The line containing "Each instance receives a single keypoint. Tag the window pane" marks where to begin; quote it and every line after it through the end of the data, exactly as written.

____

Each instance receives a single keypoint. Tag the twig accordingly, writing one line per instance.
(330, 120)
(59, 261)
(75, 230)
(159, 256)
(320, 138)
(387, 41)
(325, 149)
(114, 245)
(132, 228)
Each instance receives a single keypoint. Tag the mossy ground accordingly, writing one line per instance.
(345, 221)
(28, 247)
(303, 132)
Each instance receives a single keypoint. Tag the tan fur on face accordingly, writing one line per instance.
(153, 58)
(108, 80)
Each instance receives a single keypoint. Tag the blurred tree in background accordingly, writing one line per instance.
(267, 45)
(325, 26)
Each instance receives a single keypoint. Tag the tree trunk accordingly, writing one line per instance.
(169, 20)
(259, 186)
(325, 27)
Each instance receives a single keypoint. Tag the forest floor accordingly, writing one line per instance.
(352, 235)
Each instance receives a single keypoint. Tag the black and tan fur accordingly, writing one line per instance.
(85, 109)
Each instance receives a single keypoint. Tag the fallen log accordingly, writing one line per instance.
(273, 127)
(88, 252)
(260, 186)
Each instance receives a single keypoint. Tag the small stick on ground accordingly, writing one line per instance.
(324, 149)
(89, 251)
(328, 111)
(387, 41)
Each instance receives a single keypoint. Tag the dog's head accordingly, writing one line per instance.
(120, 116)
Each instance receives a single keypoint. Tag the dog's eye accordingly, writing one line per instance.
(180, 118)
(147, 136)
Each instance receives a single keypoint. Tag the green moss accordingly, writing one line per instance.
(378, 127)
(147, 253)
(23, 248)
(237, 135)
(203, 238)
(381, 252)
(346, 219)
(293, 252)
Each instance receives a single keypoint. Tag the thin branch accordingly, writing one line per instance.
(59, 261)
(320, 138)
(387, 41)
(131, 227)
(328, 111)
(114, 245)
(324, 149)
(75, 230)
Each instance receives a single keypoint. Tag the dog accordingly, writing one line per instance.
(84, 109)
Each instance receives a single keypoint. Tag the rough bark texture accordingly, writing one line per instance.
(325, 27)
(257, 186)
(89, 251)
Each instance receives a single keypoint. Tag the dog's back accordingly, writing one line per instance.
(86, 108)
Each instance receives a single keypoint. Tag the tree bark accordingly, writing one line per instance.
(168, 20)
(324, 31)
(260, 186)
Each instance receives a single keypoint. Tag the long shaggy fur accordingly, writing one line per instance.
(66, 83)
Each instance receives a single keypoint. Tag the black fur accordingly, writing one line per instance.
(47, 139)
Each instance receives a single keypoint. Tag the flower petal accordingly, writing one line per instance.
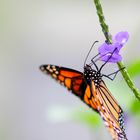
(122, 37)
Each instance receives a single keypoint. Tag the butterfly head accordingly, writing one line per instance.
(92, 75)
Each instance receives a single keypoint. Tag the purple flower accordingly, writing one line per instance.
(110, 52)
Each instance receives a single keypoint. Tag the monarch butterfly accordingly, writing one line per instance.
(91, 89)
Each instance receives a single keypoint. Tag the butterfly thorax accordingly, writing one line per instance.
(92, 75)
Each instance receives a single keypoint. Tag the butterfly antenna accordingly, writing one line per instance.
(89, 52)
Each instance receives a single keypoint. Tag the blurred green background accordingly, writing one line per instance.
(35, 32)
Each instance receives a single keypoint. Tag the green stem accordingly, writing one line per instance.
(108, 37)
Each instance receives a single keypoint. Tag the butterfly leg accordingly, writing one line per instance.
(114, 74)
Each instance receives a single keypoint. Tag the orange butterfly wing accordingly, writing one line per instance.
(73, 80)
(109, 110)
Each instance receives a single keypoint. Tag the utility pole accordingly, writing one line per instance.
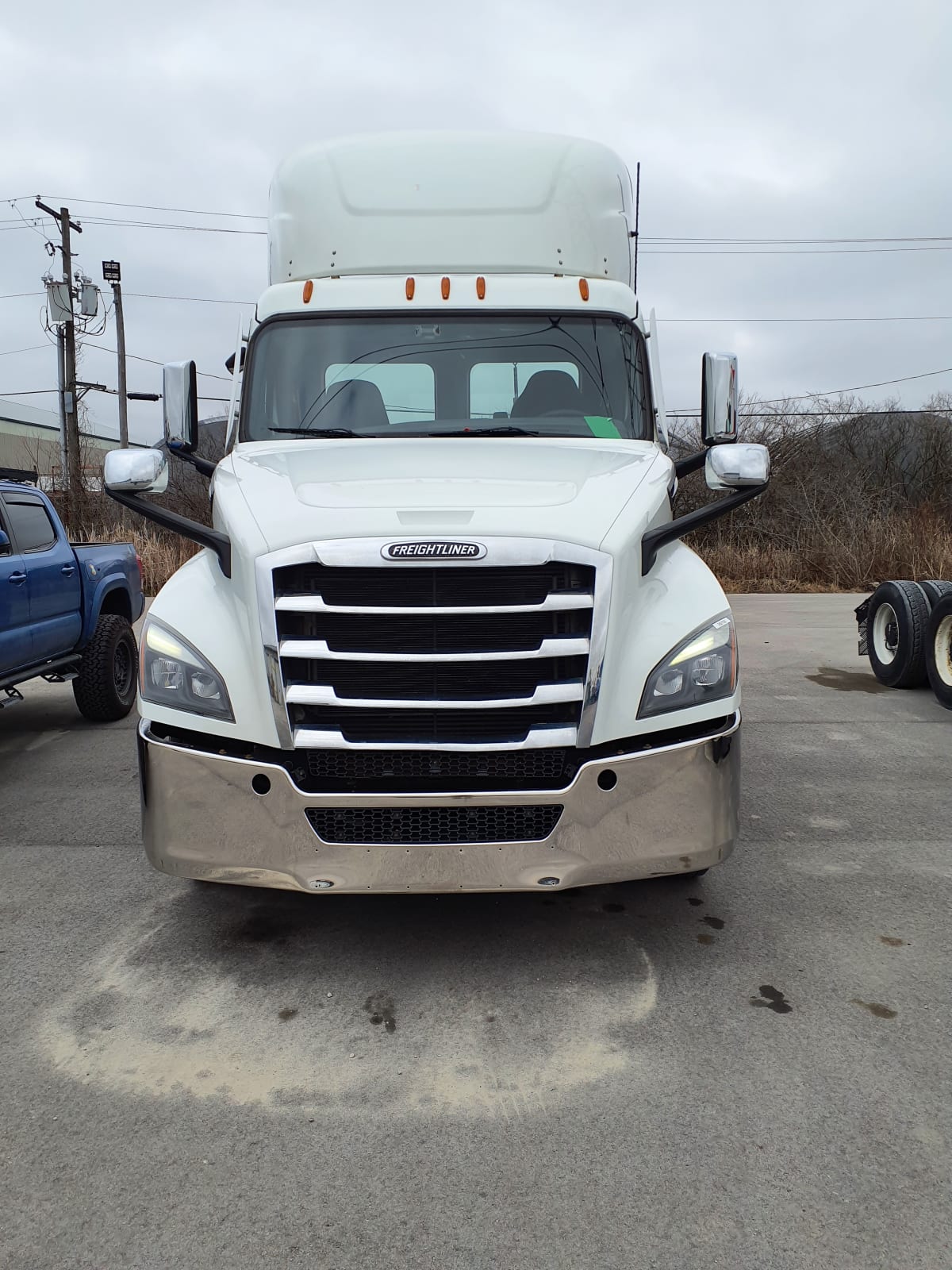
(112, 273)
(61, 398)
(69, 387)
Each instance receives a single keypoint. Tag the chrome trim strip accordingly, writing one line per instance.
(317, 649)
(324, 695)
(539, 738)
(556, 602)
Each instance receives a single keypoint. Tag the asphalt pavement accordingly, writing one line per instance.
(752, 1070)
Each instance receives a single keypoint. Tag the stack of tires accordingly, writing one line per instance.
(908, 629)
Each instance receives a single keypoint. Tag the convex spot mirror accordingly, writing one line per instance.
(136, 471)
(719, 398)
(181, 406)
(736, 467)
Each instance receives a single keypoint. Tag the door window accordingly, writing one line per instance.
(32, 527)
(408, 387)
(494, 387)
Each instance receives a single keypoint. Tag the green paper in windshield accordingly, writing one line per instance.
(602, 427)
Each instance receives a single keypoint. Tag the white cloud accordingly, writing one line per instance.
(749, 120)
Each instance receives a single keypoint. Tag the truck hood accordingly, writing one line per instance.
(562, 488)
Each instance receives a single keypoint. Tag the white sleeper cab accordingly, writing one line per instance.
(443, 634)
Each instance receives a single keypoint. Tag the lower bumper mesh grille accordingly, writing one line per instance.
(409, 772)
(432, 826)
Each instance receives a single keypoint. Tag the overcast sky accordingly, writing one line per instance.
(750, 120)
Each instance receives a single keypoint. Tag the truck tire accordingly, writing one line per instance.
(936, 591)
(939, 652)
(106, 685)
(895, 632)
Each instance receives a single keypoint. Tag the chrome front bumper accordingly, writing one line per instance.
(672, 810)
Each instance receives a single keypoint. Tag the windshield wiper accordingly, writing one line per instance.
(486, 432)
(321, 432)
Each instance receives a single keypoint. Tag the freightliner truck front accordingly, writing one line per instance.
(444, 634)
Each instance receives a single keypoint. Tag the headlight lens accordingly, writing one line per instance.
(702, 668)
(171, 673)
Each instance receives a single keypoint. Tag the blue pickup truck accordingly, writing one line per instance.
(67, 613)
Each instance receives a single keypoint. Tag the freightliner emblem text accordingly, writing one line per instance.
(431, 550)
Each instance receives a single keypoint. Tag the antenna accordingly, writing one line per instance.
(635, 235)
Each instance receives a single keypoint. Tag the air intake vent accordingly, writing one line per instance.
(432, 826)
(435, 657)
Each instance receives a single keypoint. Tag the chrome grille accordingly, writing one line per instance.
(435, 657)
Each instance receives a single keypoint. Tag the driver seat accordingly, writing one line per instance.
(355, 404)
(545, 393)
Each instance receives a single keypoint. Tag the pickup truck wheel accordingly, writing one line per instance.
(939, 652)
(936, 591)
(106, 685)
(895, 624)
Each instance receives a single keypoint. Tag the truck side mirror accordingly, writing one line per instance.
(719, 398)
(136, 471)
(736, 467)
(181, 406)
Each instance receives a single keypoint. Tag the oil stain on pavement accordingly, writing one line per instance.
(264, 999)
(772, 999)
(847, 681)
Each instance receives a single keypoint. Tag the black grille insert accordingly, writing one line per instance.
(422, 772)
(438, 587)
(363, 724)
(437, 681)
(433, 826)
(461, 633)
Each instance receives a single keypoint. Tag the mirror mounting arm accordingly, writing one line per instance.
(201, 465)
(655, 539)
(689, 464)
(201, 533)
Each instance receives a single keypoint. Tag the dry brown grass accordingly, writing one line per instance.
(160, 554)
(835, 556)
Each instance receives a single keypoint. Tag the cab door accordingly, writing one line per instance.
(54, 583)
(16, 643)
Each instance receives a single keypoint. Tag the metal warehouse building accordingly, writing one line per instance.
(29, 441)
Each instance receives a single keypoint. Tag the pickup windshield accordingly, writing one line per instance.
(440, 375)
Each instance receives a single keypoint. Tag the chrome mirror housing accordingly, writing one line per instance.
(736, 467)
(181, 406)
(719, 398)
(136, 471)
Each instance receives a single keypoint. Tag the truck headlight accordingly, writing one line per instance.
(171, 673)
(701, 668)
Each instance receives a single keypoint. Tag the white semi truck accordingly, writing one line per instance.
(443, 634)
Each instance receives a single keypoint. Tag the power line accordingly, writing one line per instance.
(750, 321)
(673, 239)
(152, 207)
(833, 251)
(10, 352)
(192, 300)
(858, 387)
(152, 361)
(681, 241)
(165, 225)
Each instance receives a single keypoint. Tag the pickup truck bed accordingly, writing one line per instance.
(67, 611)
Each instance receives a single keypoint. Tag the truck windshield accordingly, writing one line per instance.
(438, 375)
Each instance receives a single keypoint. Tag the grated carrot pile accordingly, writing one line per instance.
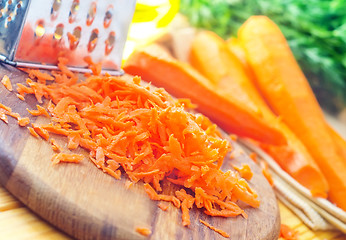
(40, 111)
(144, 132)
(7, 111)
(245, 171)
(143, 231)
(219, 231)
(66, 157)
(7, 83)
(55, 146)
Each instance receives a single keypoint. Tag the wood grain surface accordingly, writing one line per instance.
(84, 202)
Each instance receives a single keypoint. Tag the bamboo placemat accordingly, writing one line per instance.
(17, 223)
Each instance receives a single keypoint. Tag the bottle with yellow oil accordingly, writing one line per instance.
(149, 22)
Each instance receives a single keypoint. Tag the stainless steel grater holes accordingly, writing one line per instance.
(36, 32)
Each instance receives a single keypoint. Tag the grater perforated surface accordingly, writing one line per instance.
(39, 31)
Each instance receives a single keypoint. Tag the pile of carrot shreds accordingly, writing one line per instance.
(142, 131)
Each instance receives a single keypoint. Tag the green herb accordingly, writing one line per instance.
(315, 30)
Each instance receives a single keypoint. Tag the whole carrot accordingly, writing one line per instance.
(286, 89)
(156, 65)
(227, 73)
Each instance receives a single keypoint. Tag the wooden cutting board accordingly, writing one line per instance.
(86, 203)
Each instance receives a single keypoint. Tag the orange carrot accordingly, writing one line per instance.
(40, 111)
(245, 171)
(23, 121)
(286, 89)
(41, 131)
(219, 231)
(162, 206)
(7, 83)
(143, 231)
(67, 158)
(55, 146)
(3, 116)
(183, 81)
(20, 97)
(266, 173)
(227, 72)
(339, 141)
(287, 233)
(147, 134)
(235, 46)
(33, 132)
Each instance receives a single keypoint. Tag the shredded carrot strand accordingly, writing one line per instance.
(40, 111)
(33, 132)
(144, 132)
(20, 97)
(55, 146)
(67, 158)
(143, 231)
(162, 206)
(245, 171)
(7, 83)
(23, 121)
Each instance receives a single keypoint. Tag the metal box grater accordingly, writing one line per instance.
(34, 33)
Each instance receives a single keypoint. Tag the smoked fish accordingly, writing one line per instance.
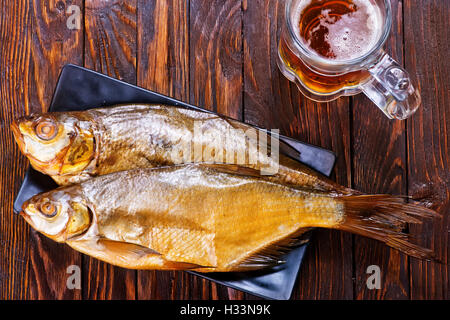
(208, 217)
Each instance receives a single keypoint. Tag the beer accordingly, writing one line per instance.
(337, 30)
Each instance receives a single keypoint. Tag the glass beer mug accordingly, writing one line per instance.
(333, 48)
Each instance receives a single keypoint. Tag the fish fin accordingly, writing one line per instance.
(232, 169)
(384, 217)
(284, 147)
(273, 254)
(125, 248)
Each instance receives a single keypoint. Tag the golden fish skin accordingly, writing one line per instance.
(141, 136)
(204, 218)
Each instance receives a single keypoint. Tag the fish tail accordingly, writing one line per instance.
(384, 218)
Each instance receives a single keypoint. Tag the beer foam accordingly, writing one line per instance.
(350, 36)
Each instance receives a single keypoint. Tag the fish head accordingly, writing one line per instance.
(56, 143)
(61, 214)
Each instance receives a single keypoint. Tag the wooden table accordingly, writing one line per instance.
(221, 55)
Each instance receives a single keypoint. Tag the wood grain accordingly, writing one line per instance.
(271, 101)
(383, 171)
(15, 48)
(163, 66)
(426, 57)
(110, 48)
(52, 46)
(221, 55)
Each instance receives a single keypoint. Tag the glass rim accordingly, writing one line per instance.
(355, 61)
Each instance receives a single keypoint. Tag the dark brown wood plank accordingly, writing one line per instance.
(15, 50)
(271, 101)
(215, 73)
(163, 66)
(53, 46)
(216, 56)
(426, 56)
(379, 166)
(110, 48)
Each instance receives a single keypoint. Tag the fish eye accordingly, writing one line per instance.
(48, 209)
(46, 130)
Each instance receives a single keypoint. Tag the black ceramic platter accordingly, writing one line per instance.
(80, 89)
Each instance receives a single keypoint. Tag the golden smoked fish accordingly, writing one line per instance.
(207, 218)
(74, 146)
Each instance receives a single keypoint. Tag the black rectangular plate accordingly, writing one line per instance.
(80, 89)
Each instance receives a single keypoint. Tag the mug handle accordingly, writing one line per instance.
(391, 89)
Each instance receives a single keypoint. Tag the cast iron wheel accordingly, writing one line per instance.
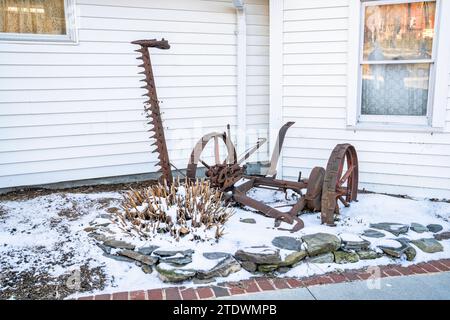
(341, 181)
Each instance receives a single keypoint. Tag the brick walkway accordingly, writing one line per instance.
(265, 284)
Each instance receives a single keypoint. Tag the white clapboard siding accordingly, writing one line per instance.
(315, 96)
(257, 75)
(75, 111)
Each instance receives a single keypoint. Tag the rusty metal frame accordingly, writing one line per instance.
(152, 105)
(324, 187)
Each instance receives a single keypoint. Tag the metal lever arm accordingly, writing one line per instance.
(153, 43)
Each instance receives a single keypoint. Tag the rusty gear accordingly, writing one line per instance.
(339, 186)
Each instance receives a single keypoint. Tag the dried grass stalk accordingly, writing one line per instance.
(179, 209)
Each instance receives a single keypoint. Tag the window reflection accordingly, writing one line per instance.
(399, 31)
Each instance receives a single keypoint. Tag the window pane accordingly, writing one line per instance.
(32, 16)
(399, 31)
(395, 89)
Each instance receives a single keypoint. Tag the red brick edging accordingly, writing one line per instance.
(266, 284)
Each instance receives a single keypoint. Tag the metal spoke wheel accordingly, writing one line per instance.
(225, 170)
(341, 181)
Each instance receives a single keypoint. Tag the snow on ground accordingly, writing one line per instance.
(46, 235)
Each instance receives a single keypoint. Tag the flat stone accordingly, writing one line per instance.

____

» SOLUTION FOR THIS PROBLEM:
Each instance receives a single keypoint. Tag the window pane accordingly, writing one line per instance.
(32, 16)
(399, 31)
(395, 89)
Each instance receives a single keypoint. Tag the red brick edging accordingly, writing one line per instance.
(266, 284)
Each instance receives a single keypoint. Tag the metal spoke wheel accordingly, writing one line per instance.
(225, 170)
(341, 181)
Each instance receives a single keypoint. Tag the snow on ground accordingly, writing one line per instance.
(46, 235)
Each instance receives a single keypoint. Tag the flat stone accordingly, writing one line per instance.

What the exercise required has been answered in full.